— Exercise prompt —
Return the records below exactly, leaving nothing out.

— Record excerpts —

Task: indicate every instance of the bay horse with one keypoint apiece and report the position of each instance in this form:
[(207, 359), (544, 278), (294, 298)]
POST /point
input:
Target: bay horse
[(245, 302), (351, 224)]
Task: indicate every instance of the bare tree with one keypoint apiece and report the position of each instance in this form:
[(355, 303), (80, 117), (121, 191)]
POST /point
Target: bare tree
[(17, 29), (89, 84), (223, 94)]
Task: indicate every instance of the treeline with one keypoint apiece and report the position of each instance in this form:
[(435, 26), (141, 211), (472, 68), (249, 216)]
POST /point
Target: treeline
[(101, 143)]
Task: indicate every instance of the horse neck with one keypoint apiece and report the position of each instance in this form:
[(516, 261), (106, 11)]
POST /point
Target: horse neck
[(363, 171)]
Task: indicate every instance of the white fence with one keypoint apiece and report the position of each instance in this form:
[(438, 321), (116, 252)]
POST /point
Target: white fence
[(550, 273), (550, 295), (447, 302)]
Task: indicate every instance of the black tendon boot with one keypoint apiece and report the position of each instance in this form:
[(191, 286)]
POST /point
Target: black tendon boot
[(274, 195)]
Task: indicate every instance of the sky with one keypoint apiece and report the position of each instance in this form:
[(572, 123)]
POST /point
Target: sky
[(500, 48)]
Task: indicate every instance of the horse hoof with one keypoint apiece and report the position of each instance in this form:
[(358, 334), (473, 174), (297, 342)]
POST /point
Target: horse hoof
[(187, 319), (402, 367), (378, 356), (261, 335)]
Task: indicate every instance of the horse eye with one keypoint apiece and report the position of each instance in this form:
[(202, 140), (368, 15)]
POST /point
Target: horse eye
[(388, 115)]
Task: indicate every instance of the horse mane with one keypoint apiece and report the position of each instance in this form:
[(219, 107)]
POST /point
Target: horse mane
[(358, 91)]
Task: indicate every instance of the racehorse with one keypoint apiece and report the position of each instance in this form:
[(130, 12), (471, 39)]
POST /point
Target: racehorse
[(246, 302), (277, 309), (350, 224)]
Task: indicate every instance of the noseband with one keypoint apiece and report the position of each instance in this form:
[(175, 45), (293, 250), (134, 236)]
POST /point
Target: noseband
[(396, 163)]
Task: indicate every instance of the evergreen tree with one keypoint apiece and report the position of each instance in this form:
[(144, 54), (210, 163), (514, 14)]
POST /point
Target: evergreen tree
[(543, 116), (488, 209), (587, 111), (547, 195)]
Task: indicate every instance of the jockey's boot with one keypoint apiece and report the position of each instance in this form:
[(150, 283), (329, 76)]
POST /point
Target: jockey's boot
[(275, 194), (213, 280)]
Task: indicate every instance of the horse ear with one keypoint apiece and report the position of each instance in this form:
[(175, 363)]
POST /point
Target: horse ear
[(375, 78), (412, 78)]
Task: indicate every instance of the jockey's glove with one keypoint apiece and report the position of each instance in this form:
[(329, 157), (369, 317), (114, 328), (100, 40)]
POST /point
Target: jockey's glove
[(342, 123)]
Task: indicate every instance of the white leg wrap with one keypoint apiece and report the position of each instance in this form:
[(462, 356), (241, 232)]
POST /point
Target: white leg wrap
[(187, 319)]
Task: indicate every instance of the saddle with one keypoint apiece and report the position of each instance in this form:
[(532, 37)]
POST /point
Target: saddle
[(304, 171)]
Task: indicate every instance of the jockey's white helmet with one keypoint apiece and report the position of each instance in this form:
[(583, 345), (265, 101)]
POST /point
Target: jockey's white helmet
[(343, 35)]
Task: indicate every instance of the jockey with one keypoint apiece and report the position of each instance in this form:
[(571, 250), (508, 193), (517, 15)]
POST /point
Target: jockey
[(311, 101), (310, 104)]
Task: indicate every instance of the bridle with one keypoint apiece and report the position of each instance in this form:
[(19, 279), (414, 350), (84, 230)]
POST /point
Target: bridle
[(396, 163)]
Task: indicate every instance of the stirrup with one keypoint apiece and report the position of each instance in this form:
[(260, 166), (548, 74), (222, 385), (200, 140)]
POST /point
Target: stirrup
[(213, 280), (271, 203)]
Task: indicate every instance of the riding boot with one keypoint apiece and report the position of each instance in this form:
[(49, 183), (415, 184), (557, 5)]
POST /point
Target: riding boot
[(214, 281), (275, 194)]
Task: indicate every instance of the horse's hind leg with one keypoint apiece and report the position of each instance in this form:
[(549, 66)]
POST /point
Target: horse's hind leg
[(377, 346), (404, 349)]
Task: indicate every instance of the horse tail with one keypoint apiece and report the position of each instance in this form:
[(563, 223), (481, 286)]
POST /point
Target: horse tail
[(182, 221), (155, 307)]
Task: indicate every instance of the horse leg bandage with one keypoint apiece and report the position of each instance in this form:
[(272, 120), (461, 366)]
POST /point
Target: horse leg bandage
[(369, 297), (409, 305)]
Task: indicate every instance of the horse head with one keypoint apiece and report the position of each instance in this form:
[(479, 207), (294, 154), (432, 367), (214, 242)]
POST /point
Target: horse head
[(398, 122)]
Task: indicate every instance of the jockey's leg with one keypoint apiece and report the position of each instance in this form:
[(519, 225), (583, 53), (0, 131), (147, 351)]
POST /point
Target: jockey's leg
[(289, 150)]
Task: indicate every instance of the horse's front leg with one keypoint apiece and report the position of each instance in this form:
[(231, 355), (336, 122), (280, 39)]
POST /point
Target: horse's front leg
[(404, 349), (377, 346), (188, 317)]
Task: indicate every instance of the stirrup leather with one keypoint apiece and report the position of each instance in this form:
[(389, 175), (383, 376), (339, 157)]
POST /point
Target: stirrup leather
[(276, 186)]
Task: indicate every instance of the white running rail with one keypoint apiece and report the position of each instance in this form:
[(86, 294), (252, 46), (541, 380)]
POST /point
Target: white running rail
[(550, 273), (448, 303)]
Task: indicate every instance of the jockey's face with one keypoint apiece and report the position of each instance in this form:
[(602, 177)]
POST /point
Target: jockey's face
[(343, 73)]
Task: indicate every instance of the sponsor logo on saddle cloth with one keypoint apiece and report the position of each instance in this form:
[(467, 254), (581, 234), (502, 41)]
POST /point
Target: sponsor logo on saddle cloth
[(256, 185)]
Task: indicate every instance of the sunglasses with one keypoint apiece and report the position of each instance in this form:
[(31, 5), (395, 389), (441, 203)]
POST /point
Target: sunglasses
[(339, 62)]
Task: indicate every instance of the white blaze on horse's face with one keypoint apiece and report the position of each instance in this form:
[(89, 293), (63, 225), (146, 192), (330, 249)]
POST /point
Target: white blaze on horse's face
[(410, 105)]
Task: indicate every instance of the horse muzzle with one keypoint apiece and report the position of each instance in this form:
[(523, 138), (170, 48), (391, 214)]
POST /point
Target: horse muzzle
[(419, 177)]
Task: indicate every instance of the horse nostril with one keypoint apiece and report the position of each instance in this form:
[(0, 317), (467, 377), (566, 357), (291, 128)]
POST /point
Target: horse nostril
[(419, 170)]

— Answer section —
Task: indicate every instance of the bay horse with one keypoint apiece and report the position of each instance in this form:
[(207, 359), (544, 278), (294, 298)]
POST /point
input:
Target: bay horse
[(245, 302), (351, 224)]
Task: indicate every instance of the bare tree with one keypoint apiece and report the position of each instance in this form:
[(355, 303), (80, 117), (121, 191)]
POST /point
Target: bare tree
[(17, 29), (89, 84), (223, 94)]
Task: indicate every instance of the treeline with one keypoint apiece and report the position of each instance in this form:
[(435, 26), (141, 211), (472, 68), (249, 216)]
POST /point
Target: treeline
[(101, 143)]
Task: indicate every instance of the horse neck with one keypoint apiece and report the position of each instance in this form:
[(516, 261), (106, 11)]
POST /point
Target: horse neck
[(363, 171)]
Task: indicate every instance of the white fence with one keypoint apiece and report the position of each instance in this form:
[(438, 321), (116, 252)]
POST /point
Target: white fence
[(550, 273), (550, 295), (447, 302)]
Task: indicate every instance of the black tendon boot with one keypoint apiece and report the position of each instance in this form:
[(191, 286)]
POST /point
Target: black tendon boot
[(274, 195)]
Task: indicate every instance of the sky with one keypoint apiece and report the position of each instance in this form:
[(572, 123)]
POST /point
Target: sky
[(500, 48)]
Task: indicate every instance of the horse hoof with one keypoint apiece and report the position of each instance in this form:
[(358, 334), (473, 174), (297, 342)]
POST /point
Target: horse hoof
[(187, 319), (402, 367), (378, 356), (261, 335)]
Task: indicate every instance of the horse eye with one keypoint apiece and report the position of each instance in this form:
[(202, 140), (368, 15)]
POST /point
Target: horse eye
[(388, 115)]
Task: indicate every instance of the horse mane with one keypoint apiece and report the position of each instance in this form:
[(219, 107)]
POST /point
Target: horse mane
[(358, 91)]
Task: indicate every instance of the racehorse with one keypoint apiece and report the position of each instance in this form:
[(130, 12), (471, 39)]
POST /point
Target: racehorse
[(246, 302), (277, 309), (350, 224)]
Task: indicate every instance of the noseband with one keypoint apiece and report the position of each instance in this form:
[(175, 45), (293, 250), (134, 236)]
POST /point
Target: noseband
[(396, 163)]
Task: indicate every instance of the evergreen tree with one keypoint apiece and report the position of each instance in this form:
[(144, 54), (210, 163), (514, 14)]
POST /point
Target: evergreen tree
[(543, 116), (488, 209), (587, 111), (547, 195)]
Task: indicate every instance of the jockey's boot with one keypoint apiece and report the position of each instance in this form:
[(150, 283), (329, 76)]
POST /point
Target: jockey's boot
[(275, 194), (213, 280)]
Task: indicate every instance of the horse ear with one keypoint apiece and report the position of each instance in this form:
[(175, 363)]
POST /point
Target: horse ear
[(375, 78), (412, 78)]
Task: indicate every instance of the jockey's glove with one keypoint apiece and report the position of each instance in this form:
[(329, 157), (369, 317), (114, 328), (100, 40)]
POST /point
Target: jockey's glove
[(342, 123)]
Task: indicate every instance of the white leg wrap with one keypoint apiece and report the position of each instance in this form:
[(462, 356), (241, 232)]
POST /point
Target: white leg wrap
[(187, 319)]
Task: indicate every instance of the saddle with one keypoint apiece and report the position of each instance in this form:
[(532, 37)]
POST /point
Target: saddle
[(304, 171)]
Task: indicate every instance of the jockey's white helmet with one keypoint apiece and report the position of each instance in this form:
[(583, 345), (265, 101)]
POST /point
Target: jockey's white helmet
[(343, 35)]
Task: indicate every instance of the jockey with one keypoint apiece and report the position of each instance in this form:
[(571, 250), (508, 193), (517, 15)]
POST /point
Target: jockey
[(311, 101), (310, 104)]
Task: indicate every instance of the bridle with one keypoint apiece and report the position of each instance in this form:
[(19, 279), (414, 350), (84, 230)]
POST /point
Target: bridle
[(396, 163)]
Task: indicate every instance of the stirrup with one keypoint apiece and report the position of each instance in this form:
[(260, 166), (548, 74), (222, 385), (200, 140)]
POST /point
Target: stirrup
[(213, 280), (271, 203)]
Task: indicate every instance of the riding boot with one keypoint apiece and report the position of each instance in this form:
[(49, 183), (415, 184), (557, 5)]
POST /point
Target: riding boot
[(214, 281), (275, 194)]
Task: indicate every instance of the horse's hind leg with one keypoint apiece and report the position of each instance in this form:
[(549, 66)]
POST /point
Target: horse's hind leg
[(377, 346), (404, 349)]
Task: indicate every instance of the horse tail with one keypoint apiece and report the position of each instance in this form:
[(563, 223), (481, 286)]
POST /point
Target: horse tail
[(182, 221), (155, 307)]
Task: indicate every instance of the horse leg bandage with one keypoint apiece and report the position of each instance in this form:
[(272, 120), (461, 366)]
POST /point
Target: horse leg bandage
[(369, 297), (409, 305)]
Task: indicate every instance of the horse head with one keypoint apiece and report the position of each instance in this form:
[(479, 207), (294, 154), (432, 367), (214, 242)]
POST /point
Target: horse head
[(398, 122)]
Task: indicate every instance of the jockey's leg with one keypoint apiece and report the position of each instance in this form:
[(519, 225), (583, 53), (0, 131), (147, 351)]
POST /point
Target: jockey's leg
[(289, 150)]
Task: indicate every instance of the horse's front leg with one keypoint apiece and report the position of each instance in this form:
[(231, 355), (336, 122), (280, 39)]
POST /point
Target: horse's front leg
[(404, 349), (377, 346), (188, 317)]
Task: indicate every instance of the stirrup leather with one keypoint apiece and report the position of each instance in this form:
[(389, 175), (383, 376), (339, 157)]
POST /point
Target: stirrup leather
[(276, 186)]
Task: indicate every instance of the white running rail with one keypoint apiece and report the position of each instance in this form:
[(86, 294), (252, 46), (541, 380)]
POST /point
Target: white running rail
[(550, 273), (448, 303)]
Task: indicate every instance of the jockey's face with one keypoint apiece and report the position of each instance in this form:
[(602, 177)]
POST /point
Target: jockey's face
[(343, 73)]
Task: indicate every instance of the sponsor logo on saddle cloth with one keypoint apiece and report the position of each instance in this form:
[(467, 254), (581, 234), (502, 41)]
POST /point
Target: sponsor logo on saddle cloth
[(256, 185)]
Task: indicate every instance of the sunglasses with one keypoint apiece and report the position of each instance in this form:
[(31, 5), (395, 389), (441, 203)]
POST /point
Target: sunglasses
[(339, 62)]
Task: indicate every instance of the white blaze on horse's face with one keypoint apiece and report the position of each instance in this form:
[(89, 293), (63, 225), (146, 192), (330, 249)]
POST /point
Target: white blaze on horse's face
[(410, 105)]
Task: indicate every instance of the horse muzzle with one keypoint apiece and report the position of each instance in this form:
[(523, 138), (170, 48), (391, 214)]
POST /point
Target: horse muzzle
[(419, 177)]
Task: indicate every instance of the horse nostril with one keypoint apiece and report the position of each instance in this form:
[(0, 317), (467, 377), (566, 357), (291, 128)]
POST /point
Target: horse nostril
[(419, 170)]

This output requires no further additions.